Isma'il Pasha and Abdülaziz became the highlights of the exhibition. In Abdülaziz's honor, a splendid décor was put up in the Palais d'Industrie. A white drapery studded with golden stars lined the semicircular glass roof, crimson velvet draperies trimmed with gold lace hung from the galleries, and the imperial throne with its towering golden canopy dominated the room. Here, as if on a magnificent stage, the French emperor and empress sat with the sultan while an orchestra of twelve hundred musicians played. The three rulers were as much on display as the different products exhibited on an elevated platform before the throne.
One journalist interpreted the warm welcome Paris gave Abdülaziz as the result of curiosity rather than sympathie . Another, criticizing the widespread perception of the sultan as a dazzling monarch from The Thousand and One Nights, surrounded by odalisques, drunk with perfumes, and adorned with precious stones and gold, argued that the sultan was instead a generous, good man, extremely intelligent and well educated, who valued work, order, and justice above all and who respected the rights of Christians in his empire. "This is the man," he concluded, "without doubt, not as marvelous as we believed, but wiser and more human." Isma'il Pasha was presented as similarly tolerant because all citizens of Egypt, regardless of belief, could be elected to the Egyptian parliament.

# Excerpts from a detection dataset
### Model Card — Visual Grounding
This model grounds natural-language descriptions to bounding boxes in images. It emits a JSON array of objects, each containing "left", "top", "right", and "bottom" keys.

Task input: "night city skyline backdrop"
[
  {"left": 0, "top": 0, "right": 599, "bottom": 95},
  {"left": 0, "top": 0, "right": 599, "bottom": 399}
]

# PROBLEMS AND TASKS
A - In the passage about the exhibition, swap "crimson" for "scarlet" and give the part from "Isma'il Pasha and" up to and including "before the throne.".
B - Reproduce the detection dataset entries above with every character unchanged.

# SOLUTIONS TO THE TASKS
A -
Isma'il Pasha and Abdülaziz became the highlights of the exhibition. In Abdülaziz's honor, a splendid décor was put up in the Palais d'Industrie. A white drapery studded with golden stars lined the semicircular glass roof, scarlet velvet draperies trimmed with gold lace hung from the galleries, and the imperial throne with its towering golden canopy dominated the room. Here, as if on a magnificent stage, the French emperor and empress sat with the sultan while an orchestra of twelve hundred musicians played. The three rulers were as much on display as the different products exhibited on an elevated platform before the throne.

B -
### Model Card — Visual Grounding
This model grounds natural-language descriptions to bounding boxes in images. It emits a JSON array of objects, each containing "left", "top", "right", and "bottom" keys.

Task input: "night city skyline backdrop"
[
  {"left": 0, "top": 0, "right": 599, "bottom": 95},
  {"left": 0, "top": 0, "right": 599, "bottom": 399}
]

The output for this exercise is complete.